Object point labels

###

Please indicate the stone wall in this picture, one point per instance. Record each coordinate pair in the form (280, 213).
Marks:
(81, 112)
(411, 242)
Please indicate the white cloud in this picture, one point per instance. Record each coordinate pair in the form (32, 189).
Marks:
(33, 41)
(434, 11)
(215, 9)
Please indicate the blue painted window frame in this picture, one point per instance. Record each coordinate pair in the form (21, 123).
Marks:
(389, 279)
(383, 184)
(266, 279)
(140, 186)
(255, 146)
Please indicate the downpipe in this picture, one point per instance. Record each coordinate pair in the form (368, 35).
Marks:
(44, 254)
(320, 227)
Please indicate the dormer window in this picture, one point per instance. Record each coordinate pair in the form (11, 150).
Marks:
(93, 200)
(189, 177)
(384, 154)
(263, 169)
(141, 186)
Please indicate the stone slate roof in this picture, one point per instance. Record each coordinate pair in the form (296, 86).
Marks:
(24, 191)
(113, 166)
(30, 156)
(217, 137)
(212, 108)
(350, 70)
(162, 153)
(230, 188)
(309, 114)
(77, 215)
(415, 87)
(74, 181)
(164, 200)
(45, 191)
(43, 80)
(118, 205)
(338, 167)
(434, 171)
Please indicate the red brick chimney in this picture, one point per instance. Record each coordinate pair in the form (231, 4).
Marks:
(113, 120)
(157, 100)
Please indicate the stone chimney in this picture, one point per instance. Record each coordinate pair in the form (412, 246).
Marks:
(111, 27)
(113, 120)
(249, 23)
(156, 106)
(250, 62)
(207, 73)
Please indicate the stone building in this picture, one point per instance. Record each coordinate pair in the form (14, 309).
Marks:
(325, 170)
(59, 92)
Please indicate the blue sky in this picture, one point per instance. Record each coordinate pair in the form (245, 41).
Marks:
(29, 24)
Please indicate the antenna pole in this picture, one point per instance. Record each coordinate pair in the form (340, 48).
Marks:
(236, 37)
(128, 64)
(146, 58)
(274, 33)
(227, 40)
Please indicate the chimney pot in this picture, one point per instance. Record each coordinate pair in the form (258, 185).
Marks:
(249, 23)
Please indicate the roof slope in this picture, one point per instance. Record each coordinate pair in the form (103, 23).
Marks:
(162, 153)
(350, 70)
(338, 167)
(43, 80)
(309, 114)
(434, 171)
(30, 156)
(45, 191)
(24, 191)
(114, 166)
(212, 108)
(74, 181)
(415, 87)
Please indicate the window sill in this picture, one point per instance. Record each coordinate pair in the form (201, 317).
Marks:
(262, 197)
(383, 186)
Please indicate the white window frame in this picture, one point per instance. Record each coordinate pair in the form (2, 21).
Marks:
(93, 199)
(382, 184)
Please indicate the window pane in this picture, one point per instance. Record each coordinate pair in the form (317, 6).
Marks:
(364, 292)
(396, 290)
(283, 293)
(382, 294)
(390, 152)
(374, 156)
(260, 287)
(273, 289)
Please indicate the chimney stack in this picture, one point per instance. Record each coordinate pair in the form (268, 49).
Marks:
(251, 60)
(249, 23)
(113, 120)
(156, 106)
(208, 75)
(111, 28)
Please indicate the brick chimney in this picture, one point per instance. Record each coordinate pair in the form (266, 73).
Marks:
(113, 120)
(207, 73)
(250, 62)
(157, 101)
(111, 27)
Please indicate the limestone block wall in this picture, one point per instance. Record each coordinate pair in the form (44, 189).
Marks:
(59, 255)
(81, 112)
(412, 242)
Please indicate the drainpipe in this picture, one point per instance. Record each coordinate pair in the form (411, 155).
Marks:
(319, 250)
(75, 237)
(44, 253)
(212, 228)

###

| Problem description |
Revise the material by replacing every occurrence of "Please indicate" with "Please mark". Reproduce everything else unchanged.

| Solved exercise |
Please mark the stone wall in this picture, one point per instance. Record each coordinate pair in the form (280, 213).
Marks:
(81, 112)
(411, 242)
Please mark the white cloud in this picture, one point per instance. Record each coordinate pair in the form (32, 189).
Marks:
(33, 41)
(434, 11)
(215, 9)
Please mark the blue painted window frame in this picture, one point per instance. Record each coordinate pair in the form (21, 123).
Marks:
(389, 279)
(383, 184)
(266, 279)
(140, 186)
(255, 146)
Please mark the downpipe in this picture, one point per instance. Record each coordinate pair in the form (368, 35).
Marks:
(44, 254)
(320, 227)
Please mark the dormer window in this picture, one point per instance. Record each coordinate pair in the form (11, 150).
Marks:
(93, 200)
(189, 177)
(384, 154)
(263, 169)
(141, 186)
Please mark the stone slate roof in this picture, one point per instance. Record each coordinate pair in the form (296, 86).
Marks:
(24, 191)
(113, 166)
(30, 156)
(217, 137)
(212, 108)
(350, 70)
(162, 153)
(230, 188)
(309, 114)
(77, 215)
(415, 87)
(74, 181)
(164, 200)
(45, 191)
(43, 80)
(118, 205)
(338, 167)
(434, 171)
Please mark the red brick chimney in this picture, one point per instance. Record each coordinate pair in the form (231, 4).
Marks:
(113, 120)
(157, 100)
Please mark the stone chimney in this picture, one point per instance. Record each coordinate pair in the form (412, 246).
Marks:
(111, 27)
(113, 120)
(249, 23)
(156, 106)
(250, 62)
(207, 73)
Please mark the stone building in this picture, one point per instance. Record each coordinate pair in the form (14, 309).
Marks:
(325, 170)
(59, 92)
Please mark the blue sky in this picture, one point per instance. Record each coordinate pair in the form (245, 41).
Marks:
(29, 24)
Please mark the antenna pole in this picture, one point per instance. Record each coordinate pair in the form (340, 48).
Marks:
(236, 37)
(128, 64)
(146, 58)
(274, 33)
(227, 40)
Please mark the chimney pot in this picture, one point per instance. Record each coordinate pair in the form (258, 185).
Marks:
(249, 23)
Please mark the roof slope in this picture, one point per instance. Record each coordinate pair in the form (103, 23).
Marks:
(162, 153)
(350, 70)
(338, 167)
(43, 80)
(309, 114)
(434, 171)
(30, 156)
(45, 191)
(24, 191)
(114, 166)
(212, 108)
(74, 181)
(415, 87)
Please mark the window sill in this picture, one point per instance. Record each coordinate pair in the form (201, 317).
Marks:
(262, 197)
(383, 186)
Please mark the white window frame in this picture, one point per instance. Record each coordinate pair in the form (2, 21).
Marks:
(93, 199)
(382, 184)
Please mark the window pane in this picture, one point per instance. Record each coordinate pair in the form (317, 6).
Marks:
(364, 292)
(396, 290)
(283, 293)
(382, 294)
(390, 152)
(374, 156)
(260, 287)
(273, 289)
Please mark the chimney stack in this picture, one point per instance. Record each coordinate pair in the form (268, 49).
Marks:
(251, 60)
(249, 23)
(113, 120)
(156, 106)
(208, 75)
(111, 28)
Please mark the brick chimney in this picture, one point per instance. Record each coordinate pair in the form (266, 73).
Marks:
(113, 120)
(207, 73)
(250, 62)
(157, 101)
(111, 27)
Please mark the limestone block wall in this picture, one point per instance. Record each coordinate pair in the form (44, 189).
Marks:
(59, 255)
(81, 112)
(412, 242)
Please mark the drainpipe in this picture, one point per instance. Record each coordinate pair in the form (411, 155).
Marks:
(319, 250)
(75, 237)
(44, 253)
(212, 228)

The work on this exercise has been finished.